* [What you should do]: Output the material verbatim, starting with the line that contains "TARGET = female runner in white crop top" and going on through the end of the material. Leave the pictures out of your answer.

** Start Data for processing **

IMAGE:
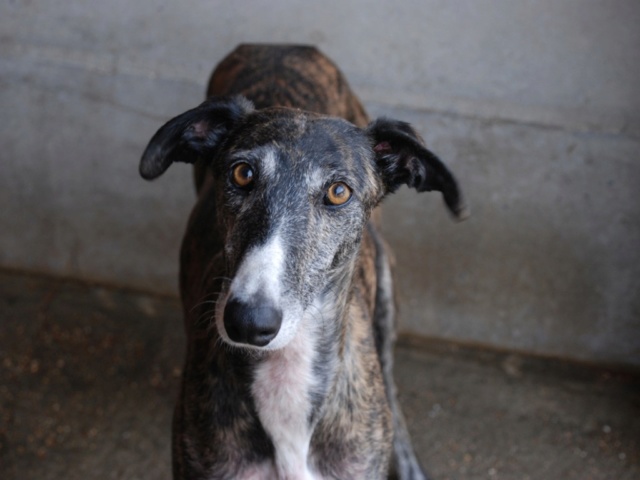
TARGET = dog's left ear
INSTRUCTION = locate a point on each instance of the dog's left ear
(403, 159)
(197, 132)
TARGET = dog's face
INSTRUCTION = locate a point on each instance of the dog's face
(294, 191)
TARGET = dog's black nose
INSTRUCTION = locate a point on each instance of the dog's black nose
(250, 324)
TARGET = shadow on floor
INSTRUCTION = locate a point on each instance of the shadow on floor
(88, 377)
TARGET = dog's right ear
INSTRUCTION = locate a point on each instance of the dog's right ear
(197, 132)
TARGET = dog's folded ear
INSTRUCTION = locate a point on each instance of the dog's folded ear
(197, 132)
(403, 159)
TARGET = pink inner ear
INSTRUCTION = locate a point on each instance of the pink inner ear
(382, 147)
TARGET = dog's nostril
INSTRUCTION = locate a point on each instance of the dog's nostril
(251, 324)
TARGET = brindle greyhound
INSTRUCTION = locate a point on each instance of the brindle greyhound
(285, 281)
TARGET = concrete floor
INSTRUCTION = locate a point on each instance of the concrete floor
(88, 377)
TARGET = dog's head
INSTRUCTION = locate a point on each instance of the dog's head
(294, 191)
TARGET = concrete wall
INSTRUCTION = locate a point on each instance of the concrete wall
(534, 104)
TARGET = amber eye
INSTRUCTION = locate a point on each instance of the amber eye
(338, 194)
(242, 175)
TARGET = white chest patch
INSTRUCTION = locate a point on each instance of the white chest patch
(282, 391)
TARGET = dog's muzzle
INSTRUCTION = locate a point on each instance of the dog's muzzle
(251, 324)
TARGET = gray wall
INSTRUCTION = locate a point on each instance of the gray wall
(534, 104)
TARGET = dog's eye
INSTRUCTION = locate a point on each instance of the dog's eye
(242, 175)
(338, 194)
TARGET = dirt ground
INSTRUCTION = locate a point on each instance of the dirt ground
(89, 374)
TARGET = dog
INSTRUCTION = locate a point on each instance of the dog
(285, 281)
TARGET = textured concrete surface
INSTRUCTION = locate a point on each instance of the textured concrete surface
(88, 377)
(534, 104)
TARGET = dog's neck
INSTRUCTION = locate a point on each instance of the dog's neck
(291, 386)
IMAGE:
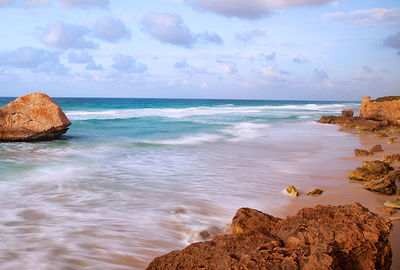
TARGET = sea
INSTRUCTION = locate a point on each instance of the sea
(136, 178)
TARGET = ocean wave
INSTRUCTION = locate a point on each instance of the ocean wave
(202, 111)
(189, 140)
(246, 131)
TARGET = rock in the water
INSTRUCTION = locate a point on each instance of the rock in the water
(347, 113)
(354, 122)
(395, 203)
(32, 117)
(292, 191)
(381, 109)
(370, 170)
(387, 210)
(392, 158)
(376, 148)
(362, 153)
(391, 140)
(324, 237)
(315, 192)
(386, 185)
(380, 135)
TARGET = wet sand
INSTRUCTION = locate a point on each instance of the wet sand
(352, 191)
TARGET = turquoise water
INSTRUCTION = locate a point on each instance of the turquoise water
(135, 178)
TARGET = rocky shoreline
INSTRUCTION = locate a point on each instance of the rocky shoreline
(260, 242)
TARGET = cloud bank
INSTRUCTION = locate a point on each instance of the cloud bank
(366, 17)
(170, 28)
(67, 36)
(246, 9)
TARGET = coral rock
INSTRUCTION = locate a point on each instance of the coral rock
(292, 191)
(362, 153)
(392, 158)
(376, 148)
(370, 170)
(381, 109)
(347, 113)
(386, 185)
(324, 237)
(395, 203)
(32, 117)
(315, 192)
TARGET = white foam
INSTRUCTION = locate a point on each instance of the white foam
(246, 131)
(199, 111)
(190, 140)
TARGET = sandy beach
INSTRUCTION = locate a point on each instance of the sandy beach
(352, 191)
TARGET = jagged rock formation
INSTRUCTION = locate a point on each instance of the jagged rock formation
(381, 109)
(370, 170)
(324, 237)
(31, 118)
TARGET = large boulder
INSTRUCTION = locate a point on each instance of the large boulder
(381, 109)
(324, 237)
(31, 118)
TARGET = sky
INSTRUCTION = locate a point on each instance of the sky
(229, 49)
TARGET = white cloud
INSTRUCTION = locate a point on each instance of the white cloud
(366, 73)
(168, 28)
(37, 60)
(84, 3)
(82, 58)
(366, 17)
(320, 75)
(252, 34)
(249, 9)
(393, 42)
(93, 66)
(270, 72)
(126, 63)
(210, 38)
(67, 36)
(6, 2)
(111, 29)
(227, 66)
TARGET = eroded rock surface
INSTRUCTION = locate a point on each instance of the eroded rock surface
(32, 117)
(324, 237)
(362, 153)
(392, 158)
(370, 170)
(386, 185)
(381, 109)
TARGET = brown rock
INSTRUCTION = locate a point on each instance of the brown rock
(392, 158)
(370, 170)
(387, 210)
(324, 237)
(391, 140)
(380, 135)
(362, 153)
(354, 122)
(386, 185)
(315, 192)
(32, 117)
(380, 109)
(395, 203)
(347, 113)
(376, 148)
(292, 191)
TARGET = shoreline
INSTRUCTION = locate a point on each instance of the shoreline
(353, 191)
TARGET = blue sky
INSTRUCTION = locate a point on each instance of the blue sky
(247, 49)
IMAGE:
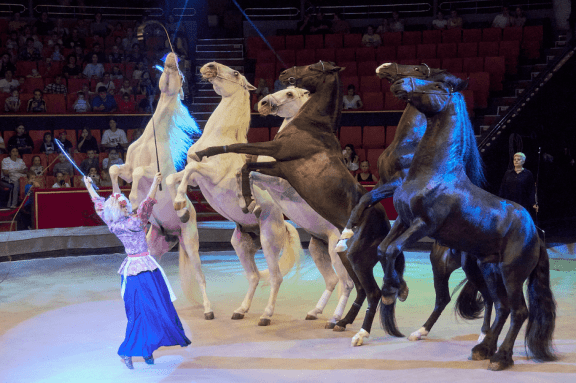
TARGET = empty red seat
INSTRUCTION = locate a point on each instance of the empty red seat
(411, 37)
(373, 100)
(374, 137)
(426, 51)
(452, 64)
(365, 54)
(352, 40)
(294, 42)
(332, 40)
(314, 41)
(351, 135)
(433, 36)
(452, 36)
(406, 52)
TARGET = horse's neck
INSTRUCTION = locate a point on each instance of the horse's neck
(324, 107)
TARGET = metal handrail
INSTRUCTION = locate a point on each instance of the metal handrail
(527, 95)
(74, 10)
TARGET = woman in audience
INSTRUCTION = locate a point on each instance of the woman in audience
(351, 100)
(351, 159)
(13, 167)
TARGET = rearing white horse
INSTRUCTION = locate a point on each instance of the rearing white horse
(175, 130)
(324, 236)
(216, 178)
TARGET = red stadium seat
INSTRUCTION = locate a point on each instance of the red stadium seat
(374, 137)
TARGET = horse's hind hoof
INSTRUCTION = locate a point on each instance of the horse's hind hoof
(264, 322)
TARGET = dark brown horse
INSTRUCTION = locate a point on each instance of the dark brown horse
(439, 200)
(309, 156)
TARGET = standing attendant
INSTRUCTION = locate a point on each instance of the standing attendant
(152, 318)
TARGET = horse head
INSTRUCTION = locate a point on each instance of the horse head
(226, 81)
(429, 97)
(308, 76)
(285, 103)
(394, 71)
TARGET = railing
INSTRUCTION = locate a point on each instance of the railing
(108, 12)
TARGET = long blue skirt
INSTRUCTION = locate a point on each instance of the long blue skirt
(152, 318)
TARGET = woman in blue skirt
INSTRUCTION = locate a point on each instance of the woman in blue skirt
(152, 318)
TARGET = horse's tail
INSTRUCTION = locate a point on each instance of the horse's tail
(469, 304)
(291, 252)
(388, 312)
(542, 310)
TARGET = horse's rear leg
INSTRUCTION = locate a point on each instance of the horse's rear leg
(319, 252)
(246, 247)
(443, 265)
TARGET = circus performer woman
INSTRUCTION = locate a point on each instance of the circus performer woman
(152, 318)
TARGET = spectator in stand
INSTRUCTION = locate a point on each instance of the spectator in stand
(48, 146)
(396, 24)
(36, 166)
(6, 64)
(56, 87)
(455, 21)
(65, 141)
(519, 19)
(81, 105)
(94, 69)
(90, 162)
(115, 57)
(37, 104)
(8, 84)
(439, 22)
(104, 102)
(57, 55)
(351, 100)
(74, 40)
(29, 53)
(502, 20)
(64, 166)
(60, 181)
(371, 39)
(12, 169)
(365, 175)
(71, 70)
(99, 27)
(116, 73)
(384, 27)
(126, 105)
(12, 103)
(106, 83)
(87, 142)
(16, 23)
(44, 25)
(339, 25)
(113, 159)
(114, 138)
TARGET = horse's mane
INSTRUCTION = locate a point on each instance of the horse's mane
(468, 148)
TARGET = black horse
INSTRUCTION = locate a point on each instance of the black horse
(309, 156)
(439, 200)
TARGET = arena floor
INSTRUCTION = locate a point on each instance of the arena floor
(62, 320)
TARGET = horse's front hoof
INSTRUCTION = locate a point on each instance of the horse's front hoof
(264, 322)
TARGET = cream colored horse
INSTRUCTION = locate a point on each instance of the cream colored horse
(174, 135)
(324, 236)
(216, 178)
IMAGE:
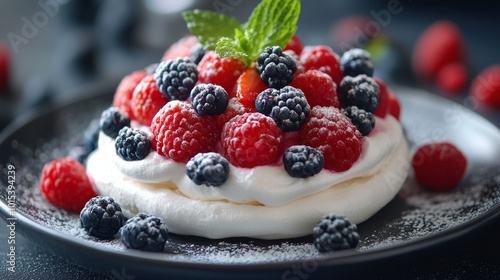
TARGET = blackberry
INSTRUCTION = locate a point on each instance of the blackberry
(356, 62)
(210, 169)
(360, 91)
(335, 232)
(112, 120)
(144, 232)
(266, 100)
(364, 121)
(276, 68)
(102, 217)
(291, 109)
(176, 78)
(132, 144)
(302, 161)
(209, 99)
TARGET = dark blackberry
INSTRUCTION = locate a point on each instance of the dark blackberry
(335, 232)
(360, 91)
(356, 62)
(176, 78)
(291, 109)
(132, 144)
(209, 99)
(266, 100)
(210, 169)
(302, 161)
(102, 217)
(112, 120)
(275, 67)
(144, 232)
(364, 121)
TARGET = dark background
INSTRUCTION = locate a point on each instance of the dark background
(92, 44)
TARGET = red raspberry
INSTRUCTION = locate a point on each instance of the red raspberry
(439, 45)
(439, 166)
(247, 87)
(181, 48)
(486, 87)
(65, 184)
(252, 139)
(322, 58)
(223, 72)
(147, 100)
(125, 90)
(318, 87)
(332, 133)
(179, 133)
(383, 99)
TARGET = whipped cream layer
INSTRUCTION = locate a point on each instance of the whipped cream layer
(262, 202)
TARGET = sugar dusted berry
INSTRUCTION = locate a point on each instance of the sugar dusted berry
(102, 217)
(209, 169)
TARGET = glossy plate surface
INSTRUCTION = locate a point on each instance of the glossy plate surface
(415, 219)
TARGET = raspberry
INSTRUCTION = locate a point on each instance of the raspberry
(439, 45)
(65, 184)
(364, 121)
(324, 59)
(335, 232)
(360, 91)
(247, 87)
(176, 78)
(144, 232)
(102, 217)
(125, 90)
(334, 135)
(252, 139)
(179, 133)
(209, 99)
(302, 161)
(132, 144)
(275, 68)
(210, 169)
(486, 87)
(223, 72)
(318, 87)
(146, 100)
(355, 62)
(439, 166)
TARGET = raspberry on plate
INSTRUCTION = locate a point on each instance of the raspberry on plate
(179, 133)
(223, 72)
(333, 134)
(65, 184)
(147, 100)
(439, 166)
(252, 139)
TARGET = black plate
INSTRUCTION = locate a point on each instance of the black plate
(414, 220)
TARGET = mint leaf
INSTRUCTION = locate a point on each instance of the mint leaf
(209, 27)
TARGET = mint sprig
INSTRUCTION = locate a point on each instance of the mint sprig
(272, 23)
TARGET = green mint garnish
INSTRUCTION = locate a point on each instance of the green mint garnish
(272, 23)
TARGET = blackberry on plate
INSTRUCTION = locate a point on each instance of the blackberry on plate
(276, 68)
(210, 169)
(209, 99)
(112, 120)
(360, 91)
(144, 232)
(291, 109)
(335, 232)
(364, 121)
(302, 161)
(102, 217)
(176, 78)
(356, 62)
(132, 144)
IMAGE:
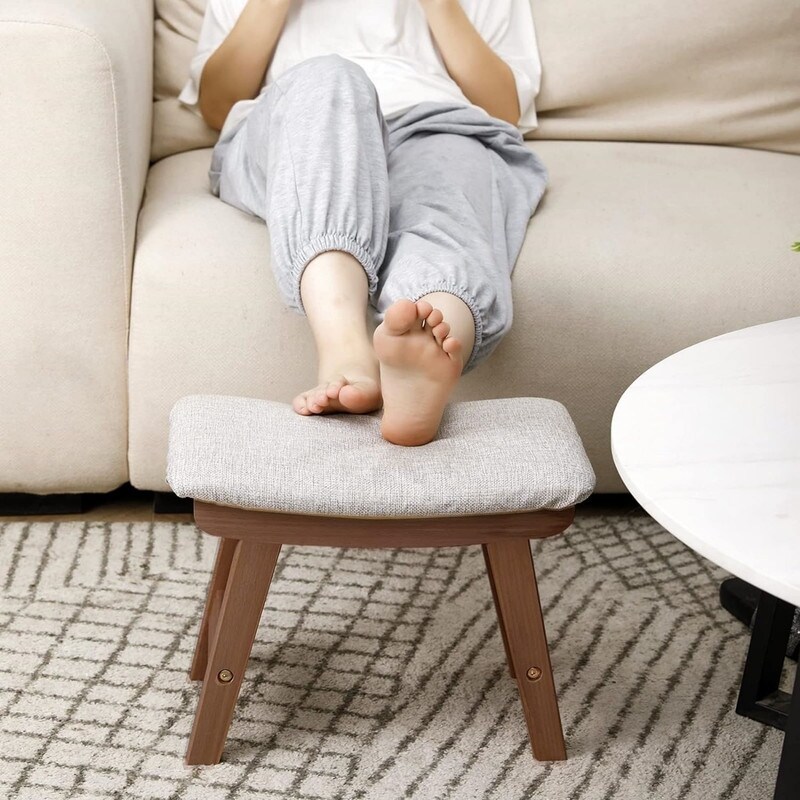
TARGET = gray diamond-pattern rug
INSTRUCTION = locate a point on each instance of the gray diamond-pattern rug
(375, 673)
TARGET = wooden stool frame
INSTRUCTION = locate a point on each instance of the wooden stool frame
(250, 542)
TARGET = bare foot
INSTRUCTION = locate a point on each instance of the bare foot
(419, 367)
(352, 389)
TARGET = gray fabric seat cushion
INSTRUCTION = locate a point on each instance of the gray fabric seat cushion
(489, 457)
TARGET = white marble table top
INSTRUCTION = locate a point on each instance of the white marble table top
(708, 442)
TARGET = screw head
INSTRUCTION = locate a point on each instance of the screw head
(533, 674)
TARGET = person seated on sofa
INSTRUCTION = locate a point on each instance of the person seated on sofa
(382, 144)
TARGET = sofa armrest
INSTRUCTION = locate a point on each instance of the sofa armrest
(76, 115)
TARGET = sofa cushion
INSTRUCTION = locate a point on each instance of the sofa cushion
(635, 251)
(720, 71)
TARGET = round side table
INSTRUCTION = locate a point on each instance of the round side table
(708, 442)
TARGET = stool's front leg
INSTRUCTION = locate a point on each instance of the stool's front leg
(216, 590)
(229, 645)
(518, 597)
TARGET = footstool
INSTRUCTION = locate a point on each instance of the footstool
(498, 473)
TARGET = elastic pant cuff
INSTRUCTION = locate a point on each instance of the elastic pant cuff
(332, 240)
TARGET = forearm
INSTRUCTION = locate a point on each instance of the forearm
(235, 70)
(483, 77)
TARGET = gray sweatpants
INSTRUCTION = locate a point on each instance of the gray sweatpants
(436, 198)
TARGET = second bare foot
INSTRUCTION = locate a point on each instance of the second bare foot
(346, 389)
(419, 367)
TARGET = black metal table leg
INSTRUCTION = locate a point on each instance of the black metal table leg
(759, 695)
(788, 784)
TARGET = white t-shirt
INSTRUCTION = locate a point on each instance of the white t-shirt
(390, 39)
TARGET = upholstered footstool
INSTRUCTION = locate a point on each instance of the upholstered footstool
(500, 472)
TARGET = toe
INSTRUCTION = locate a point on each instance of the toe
(335, 386)
(440, 331)
(299, 404)
(452, 347)
(424, 309)
(400, 316)
(434, 318)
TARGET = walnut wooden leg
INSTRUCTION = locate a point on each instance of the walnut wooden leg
(499, 612)
(229, 647)
(518, 596)
(216, 589)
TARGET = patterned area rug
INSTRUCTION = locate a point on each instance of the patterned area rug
(375, 674)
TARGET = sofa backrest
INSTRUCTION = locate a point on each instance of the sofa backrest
(709, 72)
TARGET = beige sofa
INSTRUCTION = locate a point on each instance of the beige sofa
(671, 132)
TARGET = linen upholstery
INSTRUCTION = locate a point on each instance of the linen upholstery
(489, 456)
(720, 71)
(75, 121)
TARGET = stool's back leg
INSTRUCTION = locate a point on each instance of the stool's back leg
(216, 589)
(518, 596)
(229, 647)
(499, 612)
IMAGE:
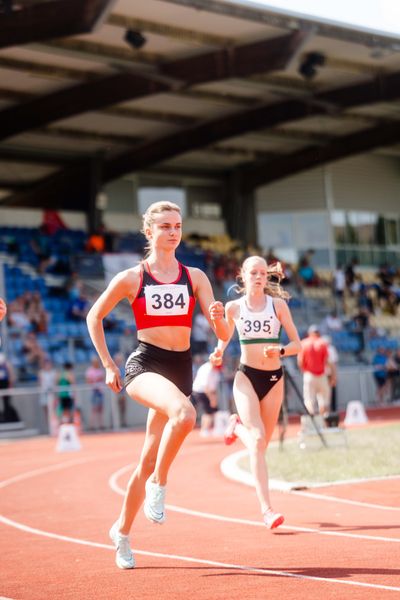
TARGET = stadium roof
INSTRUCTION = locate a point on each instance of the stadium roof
(203, 87)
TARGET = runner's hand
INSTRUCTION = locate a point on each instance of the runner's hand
(216, 357)
(216, 310)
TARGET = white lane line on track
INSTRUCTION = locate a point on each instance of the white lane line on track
(231, 470)
(113, 482)
(345, 500)
(202, 561)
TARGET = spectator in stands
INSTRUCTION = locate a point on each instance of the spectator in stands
(379, 362)
(97, 241)
(47, 382)
(205, 395)
(339, 285)
(3, 309)
(359, 326)
(94, 376)
(390, 304)
(78, 307)
(128, 341)
(313, 361)
(17, 316)
(33, 353)
(396, 378)
(332, 322)
(306, 273)
(7, 380)
(201, 332)
(350, 273)
(66, 402)
(37, 314)
(331, 371)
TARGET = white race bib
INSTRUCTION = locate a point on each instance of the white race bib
(166, 299)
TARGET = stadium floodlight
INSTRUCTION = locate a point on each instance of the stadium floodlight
(134, 39)
(6, 6)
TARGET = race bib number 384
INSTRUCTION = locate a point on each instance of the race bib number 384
(167, 299)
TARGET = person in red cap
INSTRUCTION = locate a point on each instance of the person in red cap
(313, 361)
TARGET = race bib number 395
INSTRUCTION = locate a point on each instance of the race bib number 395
(167, 299)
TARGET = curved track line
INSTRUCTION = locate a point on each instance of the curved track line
(195, 513)
(192, 559)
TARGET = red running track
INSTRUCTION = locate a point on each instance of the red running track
(56, 510)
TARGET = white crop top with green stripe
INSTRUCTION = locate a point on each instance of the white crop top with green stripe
(258, 327)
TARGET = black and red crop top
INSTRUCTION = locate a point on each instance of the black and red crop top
(159, 304)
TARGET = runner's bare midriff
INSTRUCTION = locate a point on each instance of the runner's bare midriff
(176, 339)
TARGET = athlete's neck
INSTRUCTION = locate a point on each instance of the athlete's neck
(163, 262)
(255, 299)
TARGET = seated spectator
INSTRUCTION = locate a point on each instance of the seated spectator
(38, 316)
(78, 307)
(393, 372)
(332, 322)
(379, 362)
(40, 245)
(95, 376)
(306, 273)
(359, 326)
(128, 341)
(33, 353)
(390, 304)
(339, 282)
(17, 316)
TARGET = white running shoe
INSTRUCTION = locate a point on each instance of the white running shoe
(154, 503)
(124, 558)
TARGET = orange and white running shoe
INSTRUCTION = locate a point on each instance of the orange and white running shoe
(230, 435)
(272, 519)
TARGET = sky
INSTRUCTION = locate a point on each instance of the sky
(381, 16)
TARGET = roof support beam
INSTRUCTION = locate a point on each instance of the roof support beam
(75, 100)
(45, 20)
(148, 154)
(221, 64)
(266, 116)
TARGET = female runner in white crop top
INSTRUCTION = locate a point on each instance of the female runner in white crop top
(258, 386)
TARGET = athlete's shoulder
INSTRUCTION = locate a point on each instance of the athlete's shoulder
(128, 277)
(197, 275)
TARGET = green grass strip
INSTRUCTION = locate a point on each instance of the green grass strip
(371, 452)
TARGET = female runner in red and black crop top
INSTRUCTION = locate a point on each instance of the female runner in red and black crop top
(162, 293)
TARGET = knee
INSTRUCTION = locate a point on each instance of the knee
(258, 443)
(185, 419)
(146, 466)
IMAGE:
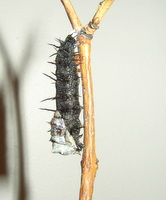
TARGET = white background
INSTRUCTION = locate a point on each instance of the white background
(129, 75)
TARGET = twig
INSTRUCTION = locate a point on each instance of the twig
(89, 161)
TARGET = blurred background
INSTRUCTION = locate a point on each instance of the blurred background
(129, 75)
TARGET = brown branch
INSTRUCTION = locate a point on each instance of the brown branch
(89, 160)
(89, 163)
(72, 15)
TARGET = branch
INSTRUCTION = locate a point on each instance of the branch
(89, 163)
(72, 15)
(101, 11)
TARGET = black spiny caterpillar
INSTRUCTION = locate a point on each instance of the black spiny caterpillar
(65, 125)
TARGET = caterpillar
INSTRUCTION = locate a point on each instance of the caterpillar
(65, 124)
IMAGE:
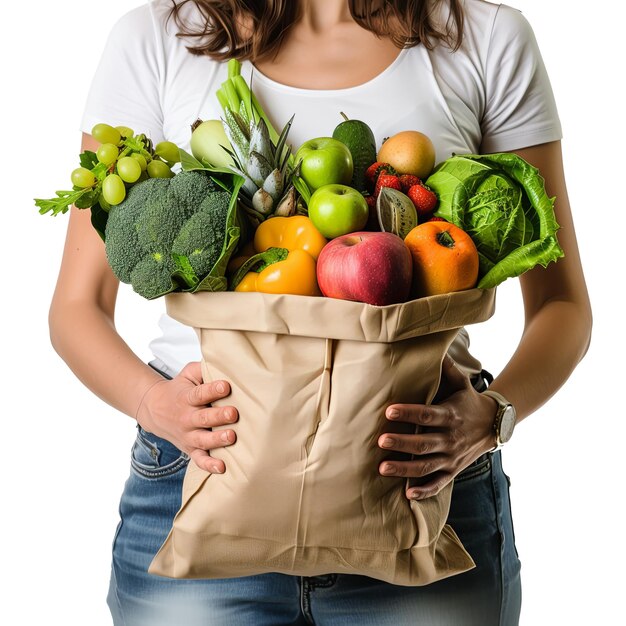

** End Data for processing **

* [Result of the task]:
TARGET = female runner in white crop top
INSTRUCTION = locate a point on each instance of the female runner in white crop top
(258, 386)
TARGET = athlete's shoulder
INSTRUCTION = locate a point on each instance of the athlete's shoulder
(128, 277)
(197, 275)
TARGET = green grass strip
INSTRUCTION = locate a point on each instance of the green grass strip
(371, 452)
TARGET = female runner in red and black crop top
INSTRUCTION = locate a point on each instance of the female runner in red and black crop top
(162, 293)
TARGET = knee
INSTRUCTION = locate a point on each instance of the knee
(258, 443)
(185, 419)
(146, 466)
IMAGE:
TARGET = white background
INSTRUCTION = locate a point on each instance of the white background
(129, 75)
TARGET = twig
INSTRUCTION = locate a point on each instance of the twig
(89, 161)
TARGET = blurred background
INSTRUCTION = locate a point on each instance of the blurred background
(129, 75)
TARGET = brown branch
INSTRUCTION = locate a point on each instance of the brown branch
(89, 160)
(89, 163)
(72, 15)
TARGET = branch
INSTRUCTION = locate a point on each instance of the branch
(89, 163)
(72, 15)
(101, 11)
TARGET = black spiny caterpillar
INSTRUCTION = locate a point on each instance of the black spiny caterpillar
(65, 125)
TARGET = caterpillar
INSTRUCTION = locate a point on each instance of the caterpillar
(65, 124)
IMAGE:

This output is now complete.